— BEGIN DATASET CONTENT —

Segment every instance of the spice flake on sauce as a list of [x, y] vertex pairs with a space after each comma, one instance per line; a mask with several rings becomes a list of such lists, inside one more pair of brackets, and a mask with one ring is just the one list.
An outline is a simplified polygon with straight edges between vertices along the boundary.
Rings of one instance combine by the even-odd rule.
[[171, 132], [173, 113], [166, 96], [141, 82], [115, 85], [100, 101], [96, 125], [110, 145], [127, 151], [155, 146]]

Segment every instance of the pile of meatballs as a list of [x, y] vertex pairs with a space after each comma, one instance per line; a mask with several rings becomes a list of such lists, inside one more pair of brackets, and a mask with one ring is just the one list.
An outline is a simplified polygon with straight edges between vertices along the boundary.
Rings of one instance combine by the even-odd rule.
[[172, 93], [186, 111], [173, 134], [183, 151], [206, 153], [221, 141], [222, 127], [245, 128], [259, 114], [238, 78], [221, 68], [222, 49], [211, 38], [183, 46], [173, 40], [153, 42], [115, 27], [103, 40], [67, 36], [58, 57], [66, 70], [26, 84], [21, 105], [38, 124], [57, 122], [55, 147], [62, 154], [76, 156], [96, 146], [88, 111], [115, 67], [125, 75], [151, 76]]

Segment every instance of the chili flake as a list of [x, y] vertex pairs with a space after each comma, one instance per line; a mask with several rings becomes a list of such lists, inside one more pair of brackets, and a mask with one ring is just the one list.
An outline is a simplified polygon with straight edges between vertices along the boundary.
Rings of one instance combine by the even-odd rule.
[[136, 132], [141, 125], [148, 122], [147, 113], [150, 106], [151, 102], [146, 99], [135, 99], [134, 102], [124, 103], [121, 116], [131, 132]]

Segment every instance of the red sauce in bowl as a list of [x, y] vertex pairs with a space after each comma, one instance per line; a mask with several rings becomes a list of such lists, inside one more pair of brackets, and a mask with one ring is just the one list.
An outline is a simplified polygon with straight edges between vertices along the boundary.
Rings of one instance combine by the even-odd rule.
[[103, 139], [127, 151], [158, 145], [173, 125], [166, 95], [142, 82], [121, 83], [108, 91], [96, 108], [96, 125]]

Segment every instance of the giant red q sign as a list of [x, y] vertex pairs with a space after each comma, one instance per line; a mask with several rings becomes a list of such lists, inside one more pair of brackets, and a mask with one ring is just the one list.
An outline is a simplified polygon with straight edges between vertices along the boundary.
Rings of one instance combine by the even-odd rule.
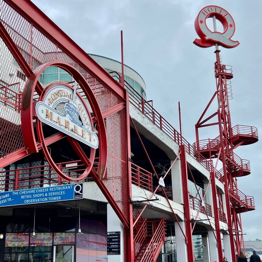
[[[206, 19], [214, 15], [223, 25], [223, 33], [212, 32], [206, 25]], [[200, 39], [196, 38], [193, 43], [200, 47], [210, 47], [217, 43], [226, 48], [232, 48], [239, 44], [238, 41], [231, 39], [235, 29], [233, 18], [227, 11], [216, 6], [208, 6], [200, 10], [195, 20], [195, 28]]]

— END DATASET CONTENT —
— BEGIN DATASET CONTENT —

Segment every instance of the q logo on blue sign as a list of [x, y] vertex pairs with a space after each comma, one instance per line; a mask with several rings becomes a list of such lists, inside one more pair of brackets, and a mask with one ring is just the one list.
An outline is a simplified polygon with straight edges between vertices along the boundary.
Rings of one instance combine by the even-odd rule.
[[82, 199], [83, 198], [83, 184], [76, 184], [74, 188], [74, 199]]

— END DATASET CONTENT —

Update everything from the line containing "Segment every instance of the q" down to the line containing "188], [74, 199]]" by changing "blue sign" to "green sign" and leaving all else unchanged.

Segment every instance of the q logo on green sign as a list of [x, y] vertex pairs with a space after each comma, one instance per line; a mask with several rings becomes a list of such lists, inside one more pair of brackets, and a mask with one ring is just the one list.
An outline is a simplified polygon with straight edges between vertices along the boundary.
Rings of one instance combine by the even-odd rule.
[[82, 199], [83, 198], [83, 184], [76, 184], [74, 188], [74, 199]]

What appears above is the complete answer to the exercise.